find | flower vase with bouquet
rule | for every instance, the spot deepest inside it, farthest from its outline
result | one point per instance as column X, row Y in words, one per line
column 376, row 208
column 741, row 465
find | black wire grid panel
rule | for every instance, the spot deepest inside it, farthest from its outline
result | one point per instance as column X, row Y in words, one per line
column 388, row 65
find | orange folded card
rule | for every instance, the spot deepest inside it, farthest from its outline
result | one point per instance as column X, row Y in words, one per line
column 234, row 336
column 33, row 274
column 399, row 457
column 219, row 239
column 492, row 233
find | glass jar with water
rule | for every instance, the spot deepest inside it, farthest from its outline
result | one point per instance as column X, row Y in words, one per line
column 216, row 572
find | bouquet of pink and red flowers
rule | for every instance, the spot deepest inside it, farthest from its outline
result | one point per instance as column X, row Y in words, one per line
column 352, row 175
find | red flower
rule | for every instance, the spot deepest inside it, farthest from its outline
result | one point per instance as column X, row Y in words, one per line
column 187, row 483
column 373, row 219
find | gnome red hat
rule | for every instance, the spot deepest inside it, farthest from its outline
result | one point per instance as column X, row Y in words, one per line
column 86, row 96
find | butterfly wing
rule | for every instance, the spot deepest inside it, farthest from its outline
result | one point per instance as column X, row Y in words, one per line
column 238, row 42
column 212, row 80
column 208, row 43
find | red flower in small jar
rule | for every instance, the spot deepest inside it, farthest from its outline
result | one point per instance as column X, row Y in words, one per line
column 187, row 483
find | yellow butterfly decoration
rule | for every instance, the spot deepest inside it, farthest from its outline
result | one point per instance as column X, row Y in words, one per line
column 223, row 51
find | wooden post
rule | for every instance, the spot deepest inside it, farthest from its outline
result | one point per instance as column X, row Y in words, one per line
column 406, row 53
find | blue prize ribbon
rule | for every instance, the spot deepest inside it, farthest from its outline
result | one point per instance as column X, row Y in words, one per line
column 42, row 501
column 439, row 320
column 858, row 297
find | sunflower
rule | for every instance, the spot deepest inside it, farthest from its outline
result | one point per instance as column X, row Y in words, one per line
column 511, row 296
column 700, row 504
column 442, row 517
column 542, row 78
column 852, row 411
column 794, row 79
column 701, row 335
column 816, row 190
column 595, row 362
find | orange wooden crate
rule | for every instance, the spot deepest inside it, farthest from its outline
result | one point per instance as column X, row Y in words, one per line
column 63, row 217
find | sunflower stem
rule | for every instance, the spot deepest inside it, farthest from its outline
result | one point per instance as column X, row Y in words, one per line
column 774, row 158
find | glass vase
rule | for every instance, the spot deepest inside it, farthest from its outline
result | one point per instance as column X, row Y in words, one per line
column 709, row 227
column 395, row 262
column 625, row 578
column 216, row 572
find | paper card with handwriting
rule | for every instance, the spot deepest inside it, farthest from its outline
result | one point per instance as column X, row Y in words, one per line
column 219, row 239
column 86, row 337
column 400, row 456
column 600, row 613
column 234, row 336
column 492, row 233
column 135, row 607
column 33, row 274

┄┄┄┄┄┄

> EXERCISE OBJECTIVE:
Retype all of the data above exactly as it appears, keeping every line.

> SOLUTION BELOW:
find | flower vase with bouquet
rule | for every instance, the spot deepest inside it, farthest from its outline
result | one point per instance as column X, row Y in words, one per line
column 376, row 208
column 741, row 465
find | black wire grid panel
rule | for every instance, the spot deepest inside it, farthest from its outline
result | one point per instance as column X, row Y in words, one per line
column 388, row 65
find | orange folded card
rule | for every instance, the spot deepest inside it, farthest from its outline
result | one point per instance as column X, row Y in words, one per line
column 234, row 336
column 33, row 274
column 399, row 457
column 219, row 239
column 492, row 233
find | glass jar with water
rule | for every instance, the spot deepest inside it, farthest from its outline
result | one point per instance as column X, row Y in words, one per line
column 216, row 572
find | bouquet of pink and red flowers
rule | for every instance, the spot deepest inside it, farthest from its outline
result | one point per instance as column X, row Y in words, one per line
column 352, row 175
find | red flower
rule | for every instance, the spot deepest inside it, farthest from its outline
result | one point per instance as column X, row Y in words, one per line
column 187, row 483
column 373, row 219
find | gnome red hat
rule | for every instance, the spot deepest inside it, farthest from its outline
result | one point per instance as column X, row Y in words, one per line
column 86, row 96
find | butterfly wing
rule | for every instance, the spot deepest inside it, farthest from its outline
result | one point per instance as column X, row Y in words, one per line
column 238, row 42
column 212, row 80
column 208, row 43
find | red flower in small jar
rule | for every instance, the spot deepest inside it, farthest from its outline
result | one point per instance as column X, row Y in words, one per line
column 187, row 483
find | yellow butterfly decoration
rule | for every instance, the spot deepest inside it, farthest from its outline
result | one point per instance as column X, row Y in words, one per line
column 223, row 51
find | wooden post
rule | for every instance, the spot deepest inside it, farthest from its outline
result | one point per instance as column X, row Y in words, one per line
column 406, row 53
find | blue prize ribbon
rule | for every instance, the spot deepest inside it, farthest from its outline
result | one point per instance as column X, row Y in words, one per line
column 42, row 501
column 439, row 320
column 858, row 297
find | sunflower
rule | for every instance, the spot deepest inside it, farthest from its outline
result | one point per instance as column X, row Y in words, one per line
column 511, row 296
column 700, row 504
column 442, row 517
column 542, row 78
column 852, row 411
column 794, row 79
column 701, row 335
column 816, row 190
column 595, row 362
find | orange wooden crate
rule | for every instance, the spot deepest inside it, farthest from its outline
result | one point per instance as column X, row Y in words, one per line
column 63, row 217
find | sunflower stem
rule | for every instance, the spot deepest inside it, farthest from its outline
result | one point per instance as column X, row Y in words, one per line
column 774, row 158
find | glass vase
rule | for every instance, the spot deepest inside it, farthest from its outline
result | one point per instance as column X, row Y in words, one per line
column 709, row 227
column 395, row 262
column 625, row 578
column 216, row 572
find | paper card with handwriting
rule | for every instance, the spot deepest inside it, farthest from its outline
result | one point per instance as column X, row Y in words, one per line
column 219, row 239
column 86, row 337
column 400, row 456
column 600, row 613
column 234, row 336
column 492, row 233
column 135, row 607
column 33, row 274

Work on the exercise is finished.